Раздел документа:
# Форум на русском языке  > Лечение и защита сайтов от вирусов  >  Как через взломанный сайт можно получить доступ к домашнему роутеру

## Макcим

Недавно появилась информация о взломе сайта популярной бразильской газеты (politica.estadao.com.br). В веб-страницы скомпрометированного сайта была добавлена загрузка iFrame’ов с кодом для прямого перебора учетных данных к панели администратора и изменения настроек DNS у роутера жертвы. *Автор*: Fioravante Souza

Почитать можно здесь. Что интересно, атака кроссплатформенная. Даже если Вы работаете в нете через Linux, но без NoScript, рискуете стать жертвой фишинга.

----------

Надоело быть жертвой? Стань профи по информационной безопасности, получай самую свежую информацию об угрозах и средствах защиты от ведущего российского аналитического центра Anti-Malware.ru:

----------


## Никита Соловьев

> для прямого перебора учетных данных к панели администратора и изменения настроек DNS у роутера жертвы.


admin/admin, больше ничего не нужно. И число "жертв" будет на уровне.

Исходные данные:

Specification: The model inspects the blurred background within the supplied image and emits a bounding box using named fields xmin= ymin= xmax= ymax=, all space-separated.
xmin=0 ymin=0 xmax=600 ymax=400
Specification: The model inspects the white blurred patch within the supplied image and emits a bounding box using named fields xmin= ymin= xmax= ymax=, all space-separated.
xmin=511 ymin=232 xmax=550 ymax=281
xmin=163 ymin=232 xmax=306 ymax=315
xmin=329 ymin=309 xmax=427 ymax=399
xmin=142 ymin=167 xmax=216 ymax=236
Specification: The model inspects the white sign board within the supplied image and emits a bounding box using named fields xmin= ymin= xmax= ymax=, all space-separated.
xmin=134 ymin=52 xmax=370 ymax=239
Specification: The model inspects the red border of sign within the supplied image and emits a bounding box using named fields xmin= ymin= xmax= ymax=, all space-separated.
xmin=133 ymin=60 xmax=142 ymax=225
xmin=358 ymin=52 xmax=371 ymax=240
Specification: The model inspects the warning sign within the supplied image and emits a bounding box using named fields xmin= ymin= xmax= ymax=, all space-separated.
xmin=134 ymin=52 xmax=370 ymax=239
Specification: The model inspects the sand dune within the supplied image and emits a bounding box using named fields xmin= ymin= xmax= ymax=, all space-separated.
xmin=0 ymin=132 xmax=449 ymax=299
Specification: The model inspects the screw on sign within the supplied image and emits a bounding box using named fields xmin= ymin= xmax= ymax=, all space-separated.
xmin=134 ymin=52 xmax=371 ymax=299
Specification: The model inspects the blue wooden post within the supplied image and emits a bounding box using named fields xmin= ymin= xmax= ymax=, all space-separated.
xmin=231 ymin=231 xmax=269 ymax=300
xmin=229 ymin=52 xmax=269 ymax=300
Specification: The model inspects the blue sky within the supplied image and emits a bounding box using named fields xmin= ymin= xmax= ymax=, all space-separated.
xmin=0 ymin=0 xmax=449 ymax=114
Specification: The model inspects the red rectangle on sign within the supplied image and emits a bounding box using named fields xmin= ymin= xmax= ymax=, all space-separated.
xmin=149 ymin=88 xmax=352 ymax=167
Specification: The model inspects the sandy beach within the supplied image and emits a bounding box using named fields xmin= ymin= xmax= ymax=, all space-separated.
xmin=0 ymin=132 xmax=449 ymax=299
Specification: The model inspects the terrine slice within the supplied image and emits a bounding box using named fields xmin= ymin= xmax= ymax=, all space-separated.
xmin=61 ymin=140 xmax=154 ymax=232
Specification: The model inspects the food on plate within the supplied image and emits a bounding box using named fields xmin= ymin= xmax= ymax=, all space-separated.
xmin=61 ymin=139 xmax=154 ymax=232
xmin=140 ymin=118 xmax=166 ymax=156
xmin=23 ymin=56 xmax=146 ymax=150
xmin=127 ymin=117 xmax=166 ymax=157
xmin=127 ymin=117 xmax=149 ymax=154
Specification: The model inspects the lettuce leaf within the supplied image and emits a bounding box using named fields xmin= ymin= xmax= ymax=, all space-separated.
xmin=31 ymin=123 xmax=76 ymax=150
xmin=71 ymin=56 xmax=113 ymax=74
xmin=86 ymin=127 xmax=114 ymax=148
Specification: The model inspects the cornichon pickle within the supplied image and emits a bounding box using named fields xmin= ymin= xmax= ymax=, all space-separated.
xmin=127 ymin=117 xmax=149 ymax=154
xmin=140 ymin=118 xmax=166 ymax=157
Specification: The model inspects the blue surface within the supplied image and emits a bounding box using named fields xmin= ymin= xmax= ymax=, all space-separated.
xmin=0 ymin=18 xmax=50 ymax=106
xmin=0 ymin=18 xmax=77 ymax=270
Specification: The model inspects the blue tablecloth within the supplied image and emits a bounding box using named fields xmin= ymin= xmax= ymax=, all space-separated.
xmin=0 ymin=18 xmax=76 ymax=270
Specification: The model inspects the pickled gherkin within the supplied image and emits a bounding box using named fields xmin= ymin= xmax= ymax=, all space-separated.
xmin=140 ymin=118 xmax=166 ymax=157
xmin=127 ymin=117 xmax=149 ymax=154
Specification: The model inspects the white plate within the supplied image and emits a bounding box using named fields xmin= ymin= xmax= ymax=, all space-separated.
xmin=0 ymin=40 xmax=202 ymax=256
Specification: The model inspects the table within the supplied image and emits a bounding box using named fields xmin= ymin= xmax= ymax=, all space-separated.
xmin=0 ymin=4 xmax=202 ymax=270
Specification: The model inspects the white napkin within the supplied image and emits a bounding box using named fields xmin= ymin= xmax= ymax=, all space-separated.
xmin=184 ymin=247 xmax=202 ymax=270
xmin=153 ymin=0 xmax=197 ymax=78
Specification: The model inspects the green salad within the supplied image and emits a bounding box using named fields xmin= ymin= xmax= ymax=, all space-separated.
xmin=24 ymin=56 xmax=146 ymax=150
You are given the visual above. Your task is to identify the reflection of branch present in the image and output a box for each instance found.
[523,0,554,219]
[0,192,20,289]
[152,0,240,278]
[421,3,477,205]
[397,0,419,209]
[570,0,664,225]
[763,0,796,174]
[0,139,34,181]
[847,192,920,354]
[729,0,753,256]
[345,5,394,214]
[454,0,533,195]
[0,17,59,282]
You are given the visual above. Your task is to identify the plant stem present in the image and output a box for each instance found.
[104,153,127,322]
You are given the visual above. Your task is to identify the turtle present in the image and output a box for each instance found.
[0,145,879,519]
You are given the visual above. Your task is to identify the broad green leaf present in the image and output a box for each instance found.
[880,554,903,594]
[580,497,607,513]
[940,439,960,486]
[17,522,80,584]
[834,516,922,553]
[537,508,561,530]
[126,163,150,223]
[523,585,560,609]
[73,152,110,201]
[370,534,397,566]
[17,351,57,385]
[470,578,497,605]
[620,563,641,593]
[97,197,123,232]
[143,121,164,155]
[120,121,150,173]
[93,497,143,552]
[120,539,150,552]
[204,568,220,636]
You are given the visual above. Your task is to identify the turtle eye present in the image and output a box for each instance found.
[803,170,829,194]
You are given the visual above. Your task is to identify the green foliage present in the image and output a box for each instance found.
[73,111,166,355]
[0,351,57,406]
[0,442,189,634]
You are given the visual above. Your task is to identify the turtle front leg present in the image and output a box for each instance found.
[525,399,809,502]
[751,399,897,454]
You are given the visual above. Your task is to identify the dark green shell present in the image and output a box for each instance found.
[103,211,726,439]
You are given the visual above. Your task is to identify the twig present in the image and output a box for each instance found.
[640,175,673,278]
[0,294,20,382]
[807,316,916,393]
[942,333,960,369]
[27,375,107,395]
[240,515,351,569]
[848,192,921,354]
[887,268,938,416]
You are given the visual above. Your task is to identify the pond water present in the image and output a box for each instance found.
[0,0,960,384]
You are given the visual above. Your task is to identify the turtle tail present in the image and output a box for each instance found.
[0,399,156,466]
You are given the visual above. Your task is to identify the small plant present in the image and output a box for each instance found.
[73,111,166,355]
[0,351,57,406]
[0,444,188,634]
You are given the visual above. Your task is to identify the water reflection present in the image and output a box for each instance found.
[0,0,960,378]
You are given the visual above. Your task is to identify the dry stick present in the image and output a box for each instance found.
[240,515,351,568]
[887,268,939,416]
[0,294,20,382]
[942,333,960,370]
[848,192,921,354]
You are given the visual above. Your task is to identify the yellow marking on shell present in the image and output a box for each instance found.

Порядок работы A:
Ответьте по ветке форума на три вопроса:
(i) Сайт какого издания был взломан?
(ii) Без какого расширения работающий через Linux рискует стать жертвой фишинга?
(iii) Какие учетные данные, по словам Никиты Соловьева, достаточно перебрать?
Порядок работы B: Продублируйте без изменений фрагмент ветки форума, который начинается со слов, содержащих "## Никита Соловьев", и заканчивается словами "будет на уровне.".
Порядок работы C: Продолжите ветку форума о взломе сайта и доступе к роутеру, начав сразу после ее последней реплики.
Приведённые данные для работы не нужны.

Поле ответа A:
(i) Популярной бразильской газеты (politica.estadao.com.br).
(ii) Без NoScript.
(iii) admin/admin.

Поле ответа B:
## Никита Соловьев

> для прямого перебора учетных данных к панели администратора и изменения настроек DNS у роутера жертвы.


admin/admin, больше ничего не нужно. И число "жертв" будет на уровне.

Поле ответа C:
----------


## Val_Ery

В обзоре мне особо понравилась фраза:



> Особо бдительные пользователи могут отключить выполнение JavaScript и запретить использование проигрывателей в браузере.


Остается только переходить на Lynx  :Smiley: 

Про раутеры, кстати, вспомнилось...
Когда-то искал инфу по Darlloz'у, есть такая зараза. И во время поиска наткнулся на вот такую запись в AVG-шном блоге.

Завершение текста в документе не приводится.